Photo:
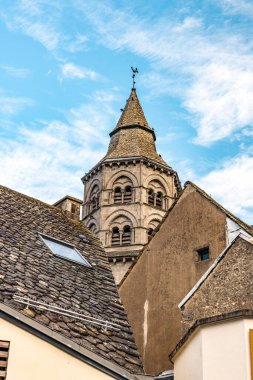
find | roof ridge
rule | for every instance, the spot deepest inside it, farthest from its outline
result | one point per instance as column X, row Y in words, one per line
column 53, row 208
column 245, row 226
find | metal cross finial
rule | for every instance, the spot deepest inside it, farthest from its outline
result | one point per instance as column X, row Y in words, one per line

_ _ _ _ _

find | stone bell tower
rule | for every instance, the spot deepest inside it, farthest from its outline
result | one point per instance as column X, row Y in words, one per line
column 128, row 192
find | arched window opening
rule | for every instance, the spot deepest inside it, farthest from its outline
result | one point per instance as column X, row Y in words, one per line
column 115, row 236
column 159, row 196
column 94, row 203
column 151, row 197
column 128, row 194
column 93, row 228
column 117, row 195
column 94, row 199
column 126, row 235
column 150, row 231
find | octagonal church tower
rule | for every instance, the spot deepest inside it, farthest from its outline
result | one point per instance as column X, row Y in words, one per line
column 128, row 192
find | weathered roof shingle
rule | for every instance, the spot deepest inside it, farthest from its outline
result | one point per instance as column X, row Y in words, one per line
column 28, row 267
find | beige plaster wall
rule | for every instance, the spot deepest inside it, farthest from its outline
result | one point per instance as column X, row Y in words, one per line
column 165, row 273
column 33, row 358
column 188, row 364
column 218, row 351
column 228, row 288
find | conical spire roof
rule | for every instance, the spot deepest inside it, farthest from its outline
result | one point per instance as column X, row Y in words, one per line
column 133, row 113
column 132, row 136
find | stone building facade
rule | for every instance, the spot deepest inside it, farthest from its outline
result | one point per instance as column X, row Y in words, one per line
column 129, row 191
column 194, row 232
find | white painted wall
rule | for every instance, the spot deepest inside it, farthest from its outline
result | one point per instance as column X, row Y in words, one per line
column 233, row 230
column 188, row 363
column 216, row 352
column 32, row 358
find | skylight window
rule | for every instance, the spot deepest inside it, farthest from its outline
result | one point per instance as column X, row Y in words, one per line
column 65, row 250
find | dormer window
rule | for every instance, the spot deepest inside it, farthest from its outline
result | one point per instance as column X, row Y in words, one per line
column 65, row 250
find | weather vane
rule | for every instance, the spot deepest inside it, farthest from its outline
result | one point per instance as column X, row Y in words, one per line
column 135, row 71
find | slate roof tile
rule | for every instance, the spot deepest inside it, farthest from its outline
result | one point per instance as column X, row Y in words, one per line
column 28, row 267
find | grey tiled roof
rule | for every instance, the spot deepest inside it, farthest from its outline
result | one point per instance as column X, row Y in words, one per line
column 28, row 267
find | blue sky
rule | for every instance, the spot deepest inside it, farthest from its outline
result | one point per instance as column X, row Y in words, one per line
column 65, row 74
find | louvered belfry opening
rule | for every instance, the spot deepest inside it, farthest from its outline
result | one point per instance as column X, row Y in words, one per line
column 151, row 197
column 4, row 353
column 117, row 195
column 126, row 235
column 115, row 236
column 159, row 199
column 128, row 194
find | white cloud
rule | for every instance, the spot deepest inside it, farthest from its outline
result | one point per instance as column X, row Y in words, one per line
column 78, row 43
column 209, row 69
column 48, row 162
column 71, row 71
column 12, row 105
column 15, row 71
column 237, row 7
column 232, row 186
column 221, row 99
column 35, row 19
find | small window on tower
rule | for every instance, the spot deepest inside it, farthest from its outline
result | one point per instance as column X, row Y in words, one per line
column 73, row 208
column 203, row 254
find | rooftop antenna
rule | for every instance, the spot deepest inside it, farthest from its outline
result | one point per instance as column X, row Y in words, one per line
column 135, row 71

_ _ _ _ _

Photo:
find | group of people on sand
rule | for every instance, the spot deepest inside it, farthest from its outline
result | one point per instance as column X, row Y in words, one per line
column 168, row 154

_ _ _ _ _

Read through the data and copy every line where "stone" shows up.

find | stone bell tower
find | stone building facade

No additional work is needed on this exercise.